## GIVEN REQUEST
Write out every line of the data below without changing a single character.

## RECORDS SUPPLIED
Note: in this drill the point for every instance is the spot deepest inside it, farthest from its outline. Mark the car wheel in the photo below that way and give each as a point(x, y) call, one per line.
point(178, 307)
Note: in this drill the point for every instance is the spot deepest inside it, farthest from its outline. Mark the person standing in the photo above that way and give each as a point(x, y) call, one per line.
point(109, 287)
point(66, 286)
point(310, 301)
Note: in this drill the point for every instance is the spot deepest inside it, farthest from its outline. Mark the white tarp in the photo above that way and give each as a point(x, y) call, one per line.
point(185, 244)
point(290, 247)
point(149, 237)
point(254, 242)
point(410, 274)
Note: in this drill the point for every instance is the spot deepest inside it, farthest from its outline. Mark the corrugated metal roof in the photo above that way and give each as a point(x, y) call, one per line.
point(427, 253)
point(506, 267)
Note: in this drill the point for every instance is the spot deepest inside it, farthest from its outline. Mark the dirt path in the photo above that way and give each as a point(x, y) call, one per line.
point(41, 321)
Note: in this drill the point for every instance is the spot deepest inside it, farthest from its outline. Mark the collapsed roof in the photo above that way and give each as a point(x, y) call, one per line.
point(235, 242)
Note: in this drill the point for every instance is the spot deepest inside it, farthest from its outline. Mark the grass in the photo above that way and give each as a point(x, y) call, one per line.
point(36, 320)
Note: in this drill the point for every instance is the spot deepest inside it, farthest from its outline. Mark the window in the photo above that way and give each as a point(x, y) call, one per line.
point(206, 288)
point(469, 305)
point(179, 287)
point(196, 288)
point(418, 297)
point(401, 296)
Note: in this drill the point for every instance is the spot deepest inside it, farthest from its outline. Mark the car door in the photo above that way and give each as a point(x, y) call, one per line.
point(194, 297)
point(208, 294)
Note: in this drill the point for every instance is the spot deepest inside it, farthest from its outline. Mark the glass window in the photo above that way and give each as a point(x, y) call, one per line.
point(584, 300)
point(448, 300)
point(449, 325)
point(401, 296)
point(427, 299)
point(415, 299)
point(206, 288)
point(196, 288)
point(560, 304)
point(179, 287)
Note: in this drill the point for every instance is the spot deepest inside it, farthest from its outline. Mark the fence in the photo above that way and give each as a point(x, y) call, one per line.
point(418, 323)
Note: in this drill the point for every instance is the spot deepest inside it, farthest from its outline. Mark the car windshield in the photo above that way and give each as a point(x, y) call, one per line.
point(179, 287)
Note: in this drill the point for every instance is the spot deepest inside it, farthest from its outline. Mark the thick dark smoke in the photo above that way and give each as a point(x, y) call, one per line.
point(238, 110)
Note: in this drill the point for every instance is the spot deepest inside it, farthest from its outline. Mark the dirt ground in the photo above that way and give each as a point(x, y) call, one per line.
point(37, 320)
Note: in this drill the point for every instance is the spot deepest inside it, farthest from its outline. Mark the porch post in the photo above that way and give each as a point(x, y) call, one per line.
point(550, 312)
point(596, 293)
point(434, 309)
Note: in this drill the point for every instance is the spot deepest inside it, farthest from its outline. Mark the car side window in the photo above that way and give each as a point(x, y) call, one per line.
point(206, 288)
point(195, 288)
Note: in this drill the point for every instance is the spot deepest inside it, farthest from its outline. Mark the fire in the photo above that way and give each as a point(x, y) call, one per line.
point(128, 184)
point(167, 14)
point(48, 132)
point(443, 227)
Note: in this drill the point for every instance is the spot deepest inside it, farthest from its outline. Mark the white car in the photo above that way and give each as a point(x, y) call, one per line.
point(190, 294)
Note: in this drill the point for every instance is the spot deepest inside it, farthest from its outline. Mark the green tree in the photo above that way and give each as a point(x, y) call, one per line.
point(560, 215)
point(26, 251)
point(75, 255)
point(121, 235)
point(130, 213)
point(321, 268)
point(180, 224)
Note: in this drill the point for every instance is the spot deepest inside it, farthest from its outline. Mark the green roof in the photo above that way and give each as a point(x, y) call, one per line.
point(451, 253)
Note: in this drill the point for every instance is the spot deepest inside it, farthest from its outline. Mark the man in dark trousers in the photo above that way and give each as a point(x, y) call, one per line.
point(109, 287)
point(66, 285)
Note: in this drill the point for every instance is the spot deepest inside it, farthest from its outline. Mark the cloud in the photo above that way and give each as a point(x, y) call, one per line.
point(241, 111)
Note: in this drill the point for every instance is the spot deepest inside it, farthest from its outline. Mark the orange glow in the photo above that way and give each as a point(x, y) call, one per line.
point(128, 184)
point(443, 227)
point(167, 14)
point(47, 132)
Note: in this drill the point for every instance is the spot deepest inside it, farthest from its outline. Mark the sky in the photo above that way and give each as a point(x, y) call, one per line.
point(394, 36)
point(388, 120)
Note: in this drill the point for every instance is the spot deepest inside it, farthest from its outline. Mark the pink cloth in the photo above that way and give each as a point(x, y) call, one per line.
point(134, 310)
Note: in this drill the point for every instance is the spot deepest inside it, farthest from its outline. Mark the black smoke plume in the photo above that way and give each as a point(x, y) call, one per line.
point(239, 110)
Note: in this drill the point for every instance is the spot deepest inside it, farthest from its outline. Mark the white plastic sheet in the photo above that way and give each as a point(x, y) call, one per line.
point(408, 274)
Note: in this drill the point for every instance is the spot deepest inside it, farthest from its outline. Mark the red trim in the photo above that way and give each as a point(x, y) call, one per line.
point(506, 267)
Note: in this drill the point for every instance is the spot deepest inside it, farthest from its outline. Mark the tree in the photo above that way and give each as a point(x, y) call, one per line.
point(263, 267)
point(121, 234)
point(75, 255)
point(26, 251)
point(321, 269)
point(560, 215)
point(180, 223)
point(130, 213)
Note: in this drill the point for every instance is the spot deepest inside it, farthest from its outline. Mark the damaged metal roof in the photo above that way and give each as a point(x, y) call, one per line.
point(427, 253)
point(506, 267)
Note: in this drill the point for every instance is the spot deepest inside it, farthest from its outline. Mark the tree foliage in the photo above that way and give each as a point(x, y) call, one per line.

## RESULT FOR THIS TASK
Note: in this drill the point for every instance is the spot deepest inside it, farthest from its outline. Mark the car wheel in the photo below that way and give each as a point(x, y) call, one per line.
point(178, 307)
Note: in this drill the point for every instance is the spot deepest inside it, farthest from its outline. Mark the person standing in the photo above that way and give each as a point(x, y) call, one per line.
point(109, 287)
point(66, 286)
point(310, 301)
Note: in this drill the point for every instance is the spot deepest inside it, farthest from its outline. Mark the white tarp in the photo above that way and give each as a point(x, y) call, one per line.
point(185, 244)
point(290, 247)
point(149, 237)
point(254, 242)
point(410, 274)
Note: in this drill the point for every instance is the spot deepest inside it, farthest from its outline. Mark the corrugated metal roof in the photo above that way and give each as a point(x, y) call, one per line.
point(427, 253)
point(506, 267)
Note: in this drill the point for every instance is the spot deepest inside it, farthest from its outline. Mark the dirt path in the photo above that way and give each as a point(x, y) call, one per line.
point(41, 321)
Note: in this drill the point for every instance is the spot deepest inside it, farthest from its outline. Mark the collapsed roof in the photo above that way and give each as a point(x, y) call, one per line.
point(235, 242)
Note: in this drill the point for every instance is the spot deepest inside it, farthest from its outline. Mark the grass in the photo above that way and give each as a point(x, y) call, one per line.
point(36, 320)
Note: in this drill the point for every instance is the spot deepest inside it, farthest from its outline. Mark the window in the photo above that way and give each as a point(x, y) call, one per line.
point(206, 288)
point(469, 305)
point(179, 287)
point(196, 288)
point(418, 297)
point(401, 296)
Note: in this drill the point for every instance is the spot deepest inside it, farthest from its outline. Mark the car door in the photo above that way and give each as a point(x, y) call, one per line.
point(194, 297)
point(208, 294)
Note: in this drill the point for every instance is the spot deepest inside it, farthest from its outline. Mark the glass window in the photo above that way and give each as a point(x, y) call, one per line.
point(584, 300)
point(448, 300)
point(449, 325)
point(401, 296)
point(427, 299)
point(415, 299)
point(206, 288)
point(196, 288)
point(560, 304)
point(179, 287)
Note: in this drill the point for every instance is the spot deepest inside it, farthest from its outline. Mark the fence in the photo above that way and give each as a point(x, y) call, one per line.
point(418, 323)
Note: in this drill the point for every instance is the spot deepest inside it, farthest from its outline. Mark the car windshield in the photo above that way and give each as a point(x, y) call, one per line.
point(179, 287)
Note: in this drill the point for every instance is the spot deepest inside it, farthest from its outline. Mark the thick dark smoke in the photo above that way and give each as a point(x, y) call, one per line.
point(238, 110)
Note: in this drill the point for every instance is the spot deepest inside it, farthest from its outline. Mark the dirt ground in the photo above that way and give each as a point(x, y) call, one per line.
point(37, 320)
Note: in this drill the point for every instance is the spot deepest inside it, farthest from its outline. Mark the porch post in the photo above that way and give each as a point(x, y) call, one per line.
point(550, 312)
point(596, 293)
point(434, 309)
Note: in this drill the point for every instance is the spot deepest inside it, farthest from its outline. Mark the car side window in the photo above that way and give each as a point(x, y) call, one per line.
point(206, 288)
point(195, 288)
Note: in this drill the point for every instance is the spot deepest inside it, farthest from its outline. Mark the fire in the photo above that way and give each as a point(x, y) call, one per line.
point(128, 184)
point(167, 14)
point(48, 132)
point(443, 227)
Note: in this drill the point for every instance is the spot deepest inside it, farthest from its outline. Mark the white car in the photo above that way and give each as a point(x, y) call, one per line.
point(190, 294)
Note: in this drill the point for every instance is the spot deepest inside it, farthest from its outline. Mark the green tree in the photo above that way and give each as a point(x, y) call, one per line.
point(560, 215)
point(26, 251)
point(75, 255)
point(121, 235)
point(130, 213)
point(321, 268)
point(180, 224)
Note: in this drill the point for every instance is the spot deepest inside it, farthest from its outline. Mark the green roof in the photo above that way and give each as a point(x, y) call, one per line.
point(451, 253)
Note: in this drill the point for every instance is the spot deepest inside it, farthest from its outline. Mark the man in dark trousers in the photo above that way and give each as a point(x, y) call, one per line.
point(109, 287)
point(66, 285)
Note: in this drill the point for every instance is the spot deepest inside it, farthest from its outline. Mark the cloud in the photo above that way and give each as a point(x, y) call, one per line.
point(241, 111)
Note: in this drill the point for every instance is the spot deepest inside it, farthest from its outline. Mark the orange glow in the photo above that way and give each as a point(x, y) call, one per line.
point(128, 184)
point(443, 227)
point(167, 14)
point(47, 132)
Note: in this drill the point for every instance is the spot deepest inside it, farthest from its outline. Mark the sky in the photo above that way and give each as a point(x, y) call, one per line.
point(394, 36)
point(388, 120)
Note: in this drill the point for every instance is the spot deepest inside it, farthest from its outline. Mark the pink cloth in the photo above that way and give each as a point(x, y) call, one per line.
point(134, 310)
Note: in this drill the point for every instance is the spot deepest inside it, farthest from its outline. Mark the black smoke plume in the photo above that way and give each as a point(x, y) call, one per line.
point(239, 110)
Note: in this drill the point for every instance is the spot deepest inside it, farthest from its outline. Mark the white plastic sheet in the photo above that way and give each as a point(x, y) call, one per line.
point(408, 274)
Note: in this drill the point for every instance is the spot deepest inside it, farthest from its outline. Mark the red trim in the photo above that way and give each as a point(x, y) call, one per line.
point(506, 267)
Note: in this drill the point for every instance is the spot deepest inside it, farthest from its outline. Mark the tree in the photo above that way and give each as a point(x, y) call, one per line.
point(263, 267)
point(121, 234)
point(75, 255)
point(26, 251)
point(321, 269)
point(560, 215)
point(180, 223)
point(130, 213)
Note: in this drill the point for every instance is the spot deepest inside it, farthest from its outline. Mark the damaged metal roof in the photo above that way and give each as a point(x, y) call, one per line.
point(427, 253)
point(506, 267)
Note: in this drill the point for every instance is the spot deepest inside it, farthest from its outline. Mark the tree foliage in the photo above that way and give each as a point(x, y) call, one per line.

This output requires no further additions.